### Excerpt from a dataset
-- Begin --

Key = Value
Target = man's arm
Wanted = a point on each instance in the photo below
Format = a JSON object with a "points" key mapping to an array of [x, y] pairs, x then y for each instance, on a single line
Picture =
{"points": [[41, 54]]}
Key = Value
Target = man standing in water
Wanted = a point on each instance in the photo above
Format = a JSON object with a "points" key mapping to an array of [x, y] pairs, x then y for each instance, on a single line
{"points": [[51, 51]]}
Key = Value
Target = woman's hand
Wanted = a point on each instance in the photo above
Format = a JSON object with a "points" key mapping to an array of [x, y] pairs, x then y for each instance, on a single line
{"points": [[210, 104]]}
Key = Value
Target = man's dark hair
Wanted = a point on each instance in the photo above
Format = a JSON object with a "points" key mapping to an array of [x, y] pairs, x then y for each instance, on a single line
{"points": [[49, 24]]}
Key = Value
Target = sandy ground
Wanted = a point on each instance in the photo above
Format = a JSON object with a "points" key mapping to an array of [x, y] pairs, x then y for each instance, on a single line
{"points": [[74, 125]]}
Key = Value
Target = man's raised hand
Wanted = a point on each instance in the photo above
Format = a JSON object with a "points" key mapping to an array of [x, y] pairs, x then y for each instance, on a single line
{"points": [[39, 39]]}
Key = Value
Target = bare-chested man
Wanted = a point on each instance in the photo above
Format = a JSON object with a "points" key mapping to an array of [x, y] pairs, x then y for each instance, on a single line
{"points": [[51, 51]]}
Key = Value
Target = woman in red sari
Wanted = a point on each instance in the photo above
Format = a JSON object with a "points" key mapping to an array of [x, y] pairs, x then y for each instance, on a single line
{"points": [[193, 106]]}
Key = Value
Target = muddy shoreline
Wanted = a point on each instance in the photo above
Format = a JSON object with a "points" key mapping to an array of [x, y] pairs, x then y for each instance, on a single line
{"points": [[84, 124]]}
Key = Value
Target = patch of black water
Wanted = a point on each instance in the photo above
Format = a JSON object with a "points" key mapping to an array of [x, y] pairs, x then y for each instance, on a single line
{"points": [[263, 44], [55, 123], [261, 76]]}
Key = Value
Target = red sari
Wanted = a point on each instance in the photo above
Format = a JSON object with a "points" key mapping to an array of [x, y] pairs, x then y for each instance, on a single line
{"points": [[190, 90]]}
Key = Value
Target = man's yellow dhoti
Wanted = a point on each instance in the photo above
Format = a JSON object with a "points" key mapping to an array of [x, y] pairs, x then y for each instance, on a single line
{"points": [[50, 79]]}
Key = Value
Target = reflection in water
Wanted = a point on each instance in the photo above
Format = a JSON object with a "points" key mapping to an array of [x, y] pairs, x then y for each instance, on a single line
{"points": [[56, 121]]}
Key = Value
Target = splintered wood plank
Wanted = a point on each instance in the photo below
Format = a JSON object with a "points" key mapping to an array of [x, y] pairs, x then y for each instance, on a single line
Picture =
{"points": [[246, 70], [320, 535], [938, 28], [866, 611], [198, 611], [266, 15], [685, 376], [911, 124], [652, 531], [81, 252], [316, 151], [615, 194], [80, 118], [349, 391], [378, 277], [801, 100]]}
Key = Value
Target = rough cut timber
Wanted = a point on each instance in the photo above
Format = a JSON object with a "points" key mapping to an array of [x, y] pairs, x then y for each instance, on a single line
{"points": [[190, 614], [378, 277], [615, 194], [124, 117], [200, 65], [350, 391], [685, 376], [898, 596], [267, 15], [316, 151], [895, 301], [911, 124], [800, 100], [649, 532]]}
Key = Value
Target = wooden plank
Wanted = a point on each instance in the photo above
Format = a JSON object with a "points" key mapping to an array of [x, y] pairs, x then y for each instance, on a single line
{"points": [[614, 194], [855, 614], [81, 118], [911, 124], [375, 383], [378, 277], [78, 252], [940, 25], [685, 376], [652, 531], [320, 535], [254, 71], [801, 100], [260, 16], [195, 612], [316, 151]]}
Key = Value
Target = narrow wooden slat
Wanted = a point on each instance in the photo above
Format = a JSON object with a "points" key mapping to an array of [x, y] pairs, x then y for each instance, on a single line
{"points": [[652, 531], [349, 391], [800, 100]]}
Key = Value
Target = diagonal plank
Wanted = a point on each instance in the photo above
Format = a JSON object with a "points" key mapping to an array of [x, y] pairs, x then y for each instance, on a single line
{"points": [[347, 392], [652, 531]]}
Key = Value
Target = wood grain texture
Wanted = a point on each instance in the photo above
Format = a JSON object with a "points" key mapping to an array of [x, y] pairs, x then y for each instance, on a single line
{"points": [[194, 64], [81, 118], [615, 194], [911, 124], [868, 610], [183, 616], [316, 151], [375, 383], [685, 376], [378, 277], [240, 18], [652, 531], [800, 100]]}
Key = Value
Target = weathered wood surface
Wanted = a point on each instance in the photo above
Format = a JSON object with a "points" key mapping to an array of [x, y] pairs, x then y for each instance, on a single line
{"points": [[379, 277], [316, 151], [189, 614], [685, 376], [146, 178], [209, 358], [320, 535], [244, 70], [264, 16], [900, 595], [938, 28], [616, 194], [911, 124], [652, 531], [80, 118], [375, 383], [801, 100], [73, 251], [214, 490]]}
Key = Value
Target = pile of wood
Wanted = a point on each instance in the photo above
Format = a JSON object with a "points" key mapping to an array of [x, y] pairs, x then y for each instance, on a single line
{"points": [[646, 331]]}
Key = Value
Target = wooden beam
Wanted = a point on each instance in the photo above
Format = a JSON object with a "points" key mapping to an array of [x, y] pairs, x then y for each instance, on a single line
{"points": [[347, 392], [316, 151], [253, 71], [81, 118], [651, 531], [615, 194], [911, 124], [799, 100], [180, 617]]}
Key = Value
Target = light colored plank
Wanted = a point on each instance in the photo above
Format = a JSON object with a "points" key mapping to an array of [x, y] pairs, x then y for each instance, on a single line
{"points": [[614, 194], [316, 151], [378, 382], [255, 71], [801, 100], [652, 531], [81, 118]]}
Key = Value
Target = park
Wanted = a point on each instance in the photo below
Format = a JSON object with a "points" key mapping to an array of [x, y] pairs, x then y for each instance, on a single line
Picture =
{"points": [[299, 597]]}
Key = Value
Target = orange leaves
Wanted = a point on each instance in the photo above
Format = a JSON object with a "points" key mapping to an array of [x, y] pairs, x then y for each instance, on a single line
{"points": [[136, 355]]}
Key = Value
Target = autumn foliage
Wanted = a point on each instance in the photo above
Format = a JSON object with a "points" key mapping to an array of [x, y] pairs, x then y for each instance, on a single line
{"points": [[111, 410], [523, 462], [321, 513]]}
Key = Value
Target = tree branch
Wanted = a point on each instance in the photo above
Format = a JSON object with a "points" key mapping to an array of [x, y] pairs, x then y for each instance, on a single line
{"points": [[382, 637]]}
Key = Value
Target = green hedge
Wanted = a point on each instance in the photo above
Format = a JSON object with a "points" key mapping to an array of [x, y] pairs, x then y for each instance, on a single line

-- End --

### THE PROBLEM
Please repeat the listing exactly, with nothing left out.

### TASK OUTPUT
Key = Value
Target = man's arm
Wanted = a point on each instance in the photo below
Format = a JSON object with a "points" key mapping to an array of [x, y] pairs, x then y for each instance, on a single line
Picture =
{"points": [[41, 54]]}
Key = Value
Target = man standing in water
Wanted = a point on each instance in the photo above
Format = a JSON object with a "points" key mapping to an array of [x, y] pairs, x then y for each instance, on a single line
{"points": [[51, 51]]}
Key = Value
Target = woman's hand
Wanted = a point on each instance in the photo above
Format = a JSON object with a "points" key mapping to an array of [x, y] pairs, x then y for each instance, on a single line
{"points": [[210, 104]]}
Key = Value
Target = man's dark hair
Wanted = a point on each instance in the photo above
Format = a JSON object with a "points" key mapping to an array of [x, y] pairs, x then y for each instance, on a single line
{"points": [[49, 24]]}
Key = Value
Target = sandy ground
Wanted = a point on each instance in the photo above
Format = a JSON object with a "points" key mapping to an array of [x, y] pairs, x then y for each instance, on a single line
{"points": [[74, 125]]}
Key = Value
Target = man's raised hand
Wanted = a point on each instance in the photo above
Format = a JSON object with a "points" key mapping to an array of [x, y] pairs, x then y for each instance, on a single line
{"points": [[39, 39]]}
Key = Value
Target = bare-chested man
Wanted = a point on each instance in the photo above
Format = a JSON object with a "points" key mapping to an array of [x, y] pairs, x then y for each instance, on a single line
{"points": [[51, 51]]}
Key = Value
Target = woman in red sari
Wanted = a point on each instance in the photo above
Format = a JSON object with a "points" key mapping to an array of [x, y] pairs, x then y for each instance, on a single line
{"points": [[193, 106]]}
Key = Value
Target = muddy shoreline
Wanted = a point on each instance in the photo above
Format = a JSON object with a "points" key mapping to an array of [x, y] pairs, x then y for each instance, on a single line
{"points": [[84, 124]]}
Key = Value
Target = patch of black water
Wanted = a point on each instance in the photo above
Format = a JSON object with a "points" key mapping to an array of [x, y] pairs, x then y for each instance, on a single line
{"points": [[263, 44], [55, 123], [261, 76]]}
Key = Value
Target = red sari
Wanted = a point on each instance in the photo above
Format = a JSON object with a "points" key mapping to an array of [x, y] pairs, x then y for each instance, on a single line
{"points": [[190, 90]]}
Key = Value
Target = man's yellow dhoti
Wanted = a point on each instance in the photo above
Format = a JSON object with a "points" key mapping to an array of [x, y] pairs, x then y for each instance, on a single line
{"points": [[50, 79]]}
Key = Value
Target = reflection in water
Wanted = a point on each instance in the photo above
Format = a JSON object with a "points" key mapping to an array of [x, y] pairs, x then y for each instance, on a single line
{"points": [[56, 121]]}
Key = Value
Target = splintered wood plank
Wanted = a point on each instance in the photo below
Format = a JSON object with a "points" key mapping to an array of [x, y] pairs, x then y for each instance, on a single line
Picture =
{"points": [[246, 70], [320, 535], [938, 28], [866, 611], [198, 611], [266, 15], [685, 376], [911, 124], [652, 531], [81, 252], [316, 151], [615, 194], [80, 118], [349, 391], [378, 277], [801, 100]]}
Key = Value
Target = rough cut timber
Wanted = a point on each instance in the photo above
Format = a JSON object with a "points" key mapping to an array of [x, y] pairs, x then y for each instance, on a single line
{"points": [[190, 614], [378, 277], [615, 194], [124, 117], [200, 65], [350, 391], [685, 376], [898, 596], [267, 15], [316, 151], [895, 301], [911, 124], [800, 100], [649, 532]]}
Key = Value
Target = wooden plank
Wanted = a point on each instance in the photo above
Format = a JSON object with a "points" key mapping to an array of [x, y] pairs, x then y for each instance, on a single line
{"points": [[614, 194], [855, 614], [81, 118], [911, 124], [375, 383], [378, 277], [78, 252], [940, 25], [685, 376], [652, 531], [320, 535], [254, 71], [801, 100], [260, 16], [195, 612], [316, 151]]}
Key = Value
Target = narrow wooden slat
Wanted = a point on each instance in the photo above
Format = a JSON object with a "points" key mapping to an array of [x, y] pairs, x then y for each instance, on a single line
{"points": [[652, 531], [349, 391], [800, 100]]}
Key = Value
Target = diagonal plank
Wanted = a point on each instance in the photo above
Format = a JSON object with a "points" key mapping to an array of [x, y] pairs, x then y for each instance, on a single line
{"points": [[347, 392], [652, 531]]}
Key = Value
Target = wood grain texture
Wanted = a point on each instance in the photo above
Format = a JSON object with a "points" key mapping to an array of [x, y] pairs, x then y for each instance, on a single line
{"points": [[194, 64], [81, 118], [615, 194], [911, 124], [868, 610], [183, 616], [316, 151], [375, 383], [685, 376], [378, 277], [240, 18], [652, 531], [800, 100]]}
Key = Value
Target = weathered wood surface
Wanted = a point on each instance in the photo above
Format = a JSON object with a "points" key mapping to an array of [x, y] pairs, x then y for each instance, on a single line
{"points": [[379, 277], [316, 151], [189, 614], [685, 376], [146, 178], [209, 358], [320, 535], [244, 70], [264, 16], [900, 595], [938, 28], [616, 194], [911, 124], [652, 531], [80, 118], [375, 383], [801, 100], [73, 251], [214, 490]]}
Key = Value
Target = pile of wood
Wanted = a point on each instance in the photo above
Format = a JSON object with a "points" key mapping to an array of [x, y] pairs, x then y for each instance, on a single line
{"points": [[646, 331]]}
Key = Value
Target = wooden beam
Wanted = a point on each instance in the photo above
Format = a JSON object with a "points" key mapping to an array of [x, y] pairs, x then y for each instance, on a single line
{"points": [[347, 392], [316, 151], [253, 71], [81, 118], [651, 531], [615, 194], [911, 124], [799, 100], [180, 617]]}
Key = Value
Target = light colored plank
Wanted = a point on each instance in the photo above
Format = a JSON object with a "points" key mapping to an array of [x, y] pairs, x then y for each instance, on a single line
{"points": [[614, 194], [316, 151], [378, 382], [255, 71], [801, 100], [652, 531], [81, 118]]}
Key = Value
Target = park
Wanted = a point on each instance in the photo below
Format = a JSON object with a "points" key mapping to an array of [x, y] pairs, x then y for each instance, on a single line
Picture =
{"points": [[299, 597]]}
Key = Value
Target = orange leaves
Wanted = a point on each instance in the photo above
Format = a JSON object with a "points" key mapping to an array of [x, y] pairs, x then y for each instance, on a single line
{"points": [[136, 355]]}
Key = Value
Target = autumn foliage
Wanted = a point on each instance in the photo above
Format = a JSON object with a "points" key mapping to an array of [x, y] pairs, x then y for each instance, on a single line
{"points": [[111, 410], [523, 462], [321, 513]]}
Key = Value
Target = tree branch
Wanted = a point on each instance in the photo above
Format = a JSON object with a "points" key mapping to an array of [x, y] pairs, x then y for each instance, on a single line
{"points": [[382, 637]]}
Key = Value
Target = green hedge
Wanted = a point on each instance in the photo above
Format = a JSON object with a "points" key mapping to an array of [x, y] pairs, x then y for each instance, on a single line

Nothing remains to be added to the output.